*YOUR INSTRUCTIONS*:
Continue the passage on teenage drug use and its prevention, picking up after its last sentence.

*DOCUMENT EXTRACT*:
★ ★ ★ ★ ★ ★ ★
The older teenagers get and transition into the adult stage, life’s stresses and realities are exposed. During these stressful times, especially if it was not experienced prior to this stage, the brain will automatically focus on the wound and leaves the individual unable to comprehend or move on as life does. This is seen as a mental defense mechanism, but when it hits a certain point there is no going back.
The use of illegal substances will usually come out prevent the individual from continuing life. As a result, feelings of loneliness and isolation occur, which can decrease confidence, and turn the individual to a negative life of drugs to cure the pain. From the use of drugs, the brain changes occur over time and challenges the addicted person and interferes the ability to resist the temptations to take drugs. For these reasons, adolescents are a target for prevention messages, promoting drug-free behavior, and giving the youth encouragement skills to avoid the temptations.
Young adults are vulnerable to begin using drugs, it is important to strategize to prevent drug misuse and addiction. The earlier the individual starts using drugs, it increases a person’s chances of becoming addicted for the rest of their life. The beginning of preventing this drug abuse starts at home by talking to the teenager. Asking views, discussing reasons not to engage, and being able to share honest experiences helps the adolescent to understand they are not alone and that temptations will come their way.
Establishing rules, knowing the friends the teenager surrounds themselves with, and setting a good example help as well. Talking to children at a young age is important as the national drug use survey indicate that some children begin to use drugs at the ages of twelve or thirteen. To take it one step further, sometimes parents talking to their children does not help very much. Prevention programs are placed in both middle and high schools. These programs work to boost protective factors and eliminate them. There are three different types of prevention programs: universal programs, selective programs, and indicated programs.
★ ★ ★ ★ ★ ★ ★
*AVAILABLE DATA*:
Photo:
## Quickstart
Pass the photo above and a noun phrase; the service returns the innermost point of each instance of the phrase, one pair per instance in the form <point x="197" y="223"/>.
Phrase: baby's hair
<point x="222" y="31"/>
★ ★ ★ ★ ★ ★ ★
*OUTPUT FOR THIS EXERCISE*:
Universal programs are used to address risk factors common to all children in a common setting, such as at school or within their community. Selective programs are for groups of children and teens who have specific factors that put them at increased risk of drug use. Children and adolescents that live in disruptive neighborhoods or suffer from abuse at home is usually targeted for this program to prevent the use. If the youth are already engaged in the use of drugs, indicated programs are placed to help steer them to a more positive, drug-free life. However, prevention programs are not one-hundred percent effective.
Some adolescents fall into temptation, thus beginning a possible drug addiction, if this is the case, it is important to focus on the behavior of the individual, rather than on them themselves.
Drug abuse in the lives of young adults is becoming more common as approximately half of college students have been offered, sold, or used illegal drugs. In addition, sixty percent of seniors in high school do not see marijuana as harmful. Because of this mentality, the use and abuse of drugs is becoming harder to control. Not only is it becoming more common amongst the youth, it is also glorified in media as children and teenagers view their favorite music artist and television and movie stars participate in the use of illegal substances. Despite how common this is becoming, it is preventable.
It is important to remember that drug addiction is treatable and can be managed through teachers, parents, and health care providers educating the youth and setting boundaries. In addition, this disease is a result of a combination of genetic, environmental, and developmental risk factors that can be preventable through positivity and understanding the significance of Erikson’s stages of development.